» **Short task A**: In the interview on the origins of public relations, why were the corporate barons of the late nineteenth century seen as a throwback to pre-democratic tyrannies? Answer in one to three sentences.
» **Short task B**: Reproduce word for word the section of the interview on the origins of public relations that begins with the words containing "By the end of" and ends with "of popular resistance?".

» **Provided passage**:
Q: Can you identify the beginnings of the modern Public Relations industry?
A: To some extent it came from the growth of democratic outrage against a society in which democracy didn’t function very well. In the 1870s Standard Oil seized what had been a very localized petroleum industry. This kind of monopoly was taking over in other industries including steel, meat packing, sugar – often extractive industries. The term ‘robber baron’ dates from this period. Implicit within it is the idea that democratic movements had struggled for centuries to wipe out a landed aristocracy and were now finding this new corporate wealth functioning with little sense of accountability to anybody. These corporate barons were seen as a throwback to pre-democratic tyrannies. It was a period in which the working class was very, very poor, without any kind of social safety net. Also the traditional middle class, once staunch defenders of private enterprise, began to feel that publicity was needed to expose the outrages of the business class. This was the birth of the ‘progressive’ movement.

By the end of the nineteenth century the idea of government intervening to regulate and set boundaries on private wealth was coming into fashion. It has been an issue in US society ever since. In the face of this challenge certain industries do battle with a kind of counter-publicity to convince people that unfettered private enterprise is in everyone’s best interests.

Q: If you trace the periods of innovation in corporate PR throughout this century, are they connected to periods of popular resistance?
There is no question. Corporate PR has been reactive to situations when public hostility forced them to filter their practices to present themselves as operating in the public good. This is usually a defensive response to democratic outrage over business practices. The 1930s and then the 1960s were periods in which the challenge to the business system became widespread. If you want to see the flowering of corporate public relations strategies look at the decade following those periods. After World War Two a kind of gung-ho corporate public-relations strategy tries to present the private business system as the quintessence of the American Way – a kind of commercialistic rendition of democracy. This became almost a national ideology used to roll back policies and ideas that came out of the 1930s New Deal – for example, the very idea that government might compete with business by providing public housing. In the 1960s people began to wonder if democracy was being violated by a destabilized business system. In the 1970s and 1980s, with the triumph of Reagan and Thatcherism, there comes to fruition a set of national public relations strategies catalyzed by the political issues of the Sixtes.

Q: Can you trace the intellectual roots of corporate public relations?
There are two trajectories of intellectual influence. The first wave of PR strategy, like ATT’s effort to convince the US public it should have a monopoly over all wired communication, is in the tradition of rational reportage. It was a question of laying out facts to persuade people the corporate position was in their best interest. It wasn’t particularly successful.

» **Recorded data**:
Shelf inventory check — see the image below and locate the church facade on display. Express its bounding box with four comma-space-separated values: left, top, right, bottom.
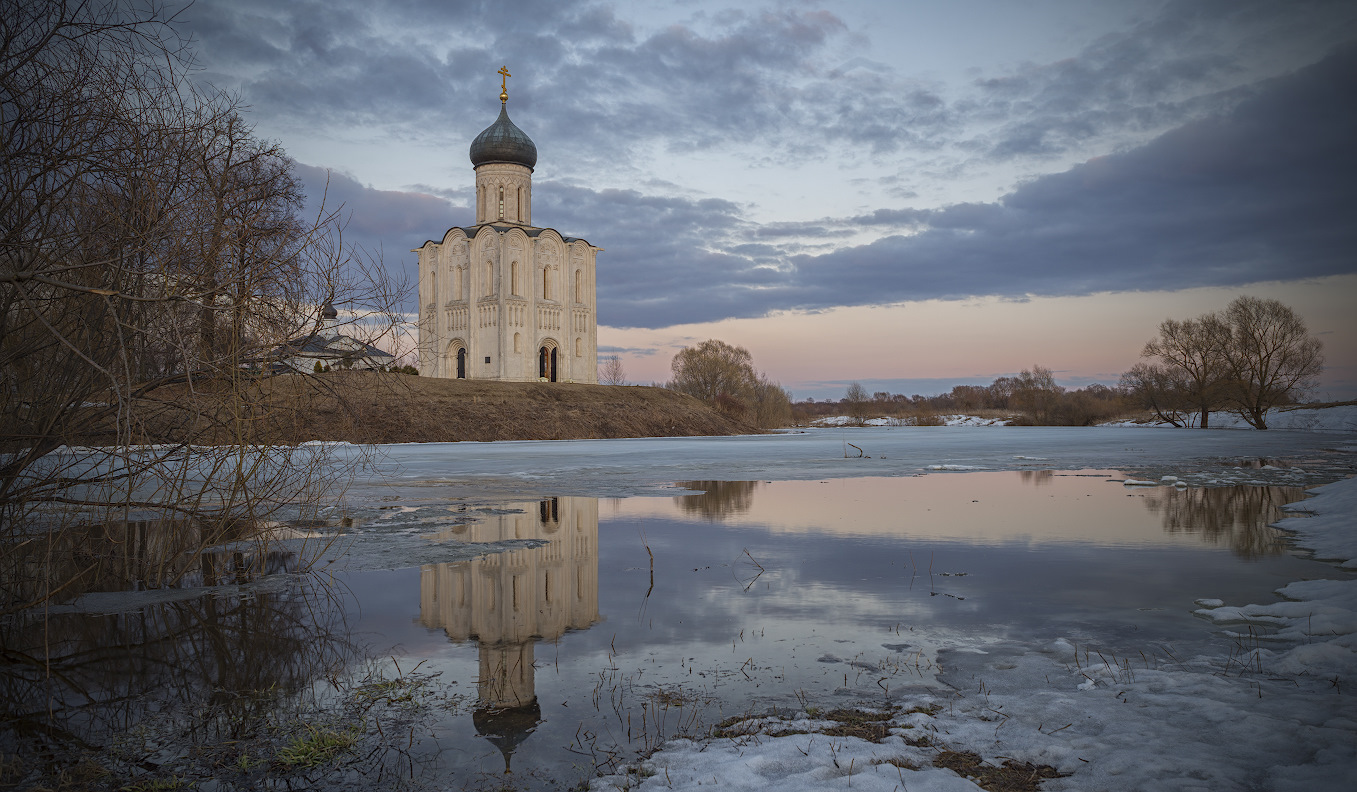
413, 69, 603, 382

» **Full solution A**: Democratic movements had struggled for centuries to wipe out a landed aristocracy. They were now finding that the new corporate wealth functioned with little sense of accountability to anybody.

» **Full solution B**:
By the end of the nineteenth century the idea of government intervening to regulate and set boundaries on private wealth was coming into fashion. It has been an issue in US society ever since. In the face of this challenge certain industries do battle with a kind of counter-publicity to convince people that unfettered private enterprise is in everyone’s best interests.

Q: If you trace the periods of innovation in corporate PR throughout this century, are they connected to periods of popular resistance?